Instructions to follow
The entries below are to be duplicated exactly, with nothing left out.
-- Records provided follows --
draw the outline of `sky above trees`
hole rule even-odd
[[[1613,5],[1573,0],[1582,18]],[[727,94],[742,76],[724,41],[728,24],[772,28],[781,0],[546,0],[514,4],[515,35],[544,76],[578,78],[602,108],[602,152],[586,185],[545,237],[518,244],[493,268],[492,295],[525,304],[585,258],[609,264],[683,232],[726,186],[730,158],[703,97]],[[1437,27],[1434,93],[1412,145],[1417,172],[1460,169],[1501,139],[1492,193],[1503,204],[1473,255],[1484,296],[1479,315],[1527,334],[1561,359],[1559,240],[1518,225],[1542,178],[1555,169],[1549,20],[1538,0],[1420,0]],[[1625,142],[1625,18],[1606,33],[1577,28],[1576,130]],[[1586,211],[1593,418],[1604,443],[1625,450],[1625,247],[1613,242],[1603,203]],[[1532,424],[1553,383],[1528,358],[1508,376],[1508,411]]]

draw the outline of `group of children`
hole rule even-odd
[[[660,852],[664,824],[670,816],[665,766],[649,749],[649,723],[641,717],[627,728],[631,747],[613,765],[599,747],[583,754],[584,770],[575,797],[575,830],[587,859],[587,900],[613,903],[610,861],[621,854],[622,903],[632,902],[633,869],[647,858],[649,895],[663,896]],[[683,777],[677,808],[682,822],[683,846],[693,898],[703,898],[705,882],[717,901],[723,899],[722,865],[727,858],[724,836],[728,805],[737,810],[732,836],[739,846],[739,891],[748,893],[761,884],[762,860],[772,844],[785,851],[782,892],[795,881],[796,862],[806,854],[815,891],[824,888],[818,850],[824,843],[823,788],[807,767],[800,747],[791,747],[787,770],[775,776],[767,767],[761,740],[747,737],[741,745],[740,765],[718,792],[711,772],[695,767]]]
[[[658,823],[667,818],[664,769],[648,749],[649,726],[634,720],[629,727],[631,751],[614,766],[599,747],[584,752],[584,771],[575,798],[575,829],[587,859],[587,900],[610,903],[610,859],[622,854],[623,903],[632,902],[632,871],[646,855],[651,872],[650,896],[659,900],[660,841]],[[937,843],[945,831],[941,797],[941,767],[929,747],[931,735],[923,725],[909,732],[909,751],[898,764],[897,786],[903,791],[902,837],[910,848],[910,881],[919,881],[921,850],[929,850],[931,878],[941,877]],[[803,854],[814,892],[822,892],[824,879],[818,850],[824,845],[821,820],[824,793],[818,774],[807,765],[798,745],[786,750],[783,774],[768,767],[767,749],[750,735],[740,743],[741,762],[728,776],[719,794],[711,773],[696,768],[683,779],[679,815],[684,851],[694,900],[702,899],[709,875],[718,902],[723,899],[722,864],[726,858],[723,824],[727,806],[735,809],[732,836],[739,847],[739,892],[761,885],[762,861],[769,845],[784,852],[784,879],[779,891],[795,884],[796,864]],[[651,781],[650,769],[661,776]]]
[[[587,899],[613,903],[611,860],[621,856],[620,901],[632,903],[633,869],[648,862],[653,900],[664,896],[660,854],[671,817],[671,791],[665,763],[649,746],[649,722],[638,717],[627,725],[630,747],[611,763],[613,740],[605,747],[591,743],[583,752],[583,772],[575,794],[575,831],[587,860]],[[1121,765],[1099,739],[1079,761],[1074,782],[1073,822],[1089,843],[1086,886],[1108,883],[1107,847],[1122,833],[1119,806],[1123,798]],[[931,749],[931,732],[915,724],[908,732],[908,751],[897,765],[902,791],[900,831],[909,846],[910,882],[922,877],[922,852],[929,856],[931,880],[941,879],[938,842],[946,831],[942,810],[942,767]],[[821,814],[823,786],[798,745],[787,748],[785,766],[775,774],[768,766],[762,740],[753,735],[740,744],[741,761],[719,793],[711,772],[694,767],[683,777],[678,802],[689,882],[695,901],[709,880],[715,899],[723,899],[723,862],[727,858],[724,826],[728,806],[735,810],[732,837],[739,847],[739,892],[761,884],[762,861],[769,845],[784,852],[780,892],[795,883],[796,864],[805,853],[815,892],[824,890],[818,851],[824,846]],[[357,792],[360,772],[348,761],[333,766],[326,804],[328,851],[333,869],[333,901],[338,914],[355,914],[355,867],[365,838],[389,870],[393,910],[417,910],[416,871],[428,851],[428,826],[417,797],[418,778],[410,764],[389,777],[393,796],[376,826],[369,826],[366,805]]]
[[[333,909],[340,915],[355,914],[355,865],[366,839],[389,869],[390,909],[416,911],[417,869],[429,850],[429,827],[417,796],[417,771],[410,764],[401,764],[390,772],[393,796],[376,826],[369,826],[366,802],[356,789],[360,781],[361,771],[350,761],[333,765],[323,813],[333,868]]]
-- Records provided concluded --
Answer box
draw the outline of `sky above trees`
hole rule even-odd
[[[1613,5],[1573,0],[1582,18]],[[727,94],[742,76],[724,41],[728,24],[772,28],[781,0],[546,0],[514,4],[515,35],[544,76],[578,78],[602,108],[602,152],[586,185],[545,237],[518,244],[493,268],[492,295],[525,304],[585,258],[609,264],[683,232],[726,186],[730,158],[703,97]],[[1437,27],[1434,93],[1412,145],[1417,172],[1460,169],[1501,139],[1492,193],[1503,204],[1473,255],[1484,296],[1479,315],[1527,334],[1561,359],[1559,240],[1518,225],[1542,178],[1555,169],[1549,20],[1538,0],[1420,0]],[[1625,142],[1625,18],[1606,33],[1577,28],[1576,130]],[[1586,211],[1593,418],[1604,443],[1625,450],[1625,247],[1613,242],[1603,203]],[[1532,424],[1553,383],[1528,358],[1508,376],[1508,411]]]

draw the outline of `group of children`
hole rule even-odd
[[[660,852],[664,824],[670,816],[665,766],[649,749],[649,723],[641,717],[627,728],[631,747],[613,765],[599,747],[583,754],[584,770],[575,797],[575,830],[587,859],[587,900],[613,903],[610,861],[621,854],[622,903],[632,902],[633,869],[647,858],[649,895],[663,896]],[[683,777],[677,808],[682,822],[683,846],[693,898],[703,898],[705,882],[717,901],[723,899],[722,865],[727,858],[724,836],[728,805],[737,810],[732,836],[739,846],[739,891],[748,893],[761,884],[762,860],[772,844],[785,851],[782,892],[795,881],[796,862],[806,854],[815,891],[824,888],[818,850],[824,843],[823,788],[807,767],[800,747],[791,747],[787,770],[775,776],[767,767],[761,740],[747,737],[741,745],[740,765],[718,792],[711,772],[695,767]]]
[[[658,823],[667,818],[664,769],[648,749],[649,726],[634,720],[629,727],[631,751],[614,766],[599,747],[584,752],[584,771],[575,798],[575,829],[587,859],[587,900],[610,903],[610,859],[622,854],[623,903],[632,902],[632,871],[646,855],[651,872],[650,896],[659,900],[660,841]],[[937,843],[945,831],[941,797],[941,767],[929,747],[931,735],[923,725],[909,732],[909,751],[898,764],[897,786],[903,791],[902,837],[910,848],[910,881],[919,881],[921,850],[929,850],[931,878],[941,877]],[[803,854],[814,892],[822,892],[824,879],[818,850],[824,845],[821,820],[824,793],[818,774],[807,765],[798,745],[786,750],[783,774],[768,767],[767,749],[750,735],[740,743],[741,762],[728,776],[719,794],[711,773],[696,768],[683,779],[679,815],[684,851],[694,900],[702,899],[709,875],[718,902],[723,899],[722,864],[726,858],[723,824],[727,806],[735,809],[732,836],[739,847],[739,892],[761,885],[762,861],[769,845],[784,852],[784,879],[779,891],[795,884],[796,864]],[[651,781],[650,769],[661,776]]]
[[[587,899],[613,903],[611,860],[621,856],[620,901],[632,903],[633,869],[648,862],[653,900],[664,896],[660,854],[671,817],[671,791],[665,763],[649,746],[649,722],[638,717],[627,725],[630,747],[611,763],[613,740],[605,747],[591,743],[583,752],[583,772],[575,794],[575,831],[587,860]],[[1121,765],[1099,739],[1079,761],[1074,782],[1073,822],[1089,843],[1086,886],[1108,883],[1107,847],[1122,833],[1119,806],[1123,798]],[[931,749],[931,732],[915,724],[908,732],[908,751],[897,765],[902,791],[900,831],[909,846],[910,882],[922,877],[922,852],[929,856],[931,880],[941,879],[938,842],[946,831],[942,810],[942,767]],[[821,814],[823,786],[798,745],[787,748],[785,766],[775,774],[768,766],[762,740],[753,735],[740,744],[741,761],[719,793],[711,772],[694,767],[683,777],[678,802],[689,882],[695,901],[709,880],[715,899],[723,899],[723,862],[727,858],[724,826],[728,806],[735,810],[732,837],[739,847],[739,892],[761,884],[762,861],[769,845],[784,852],[780,892],[795,883],[796,864],[805,853],[815,892],[824,890],[818,851],[824,846]],[[357,792],[360,772],[348,761],[333,766],[326,804],[328,851],[333,869],[333,901],[338,914],[355,914],[355,867],[365,838],[389,870],[393,910],[417,910],[416,871],[428,851],[428,826],[417,797],[418,778],[410,764],[389,777],[393,796],[376,826],[369,826],[366,805]]]
[[[333,909],[340,915],[355,914],[355,865],[366,839],[389,869],[390,909],[416,911],[417,869],[429,850],[429,827],[417,796],[417,771],[410,764],[401,764],[390,772],[393,796],[376,826],[369,826],[366,802],[356,789],[360,781],[361,771],[350,761],[333,765],[323,813],[333,868]]]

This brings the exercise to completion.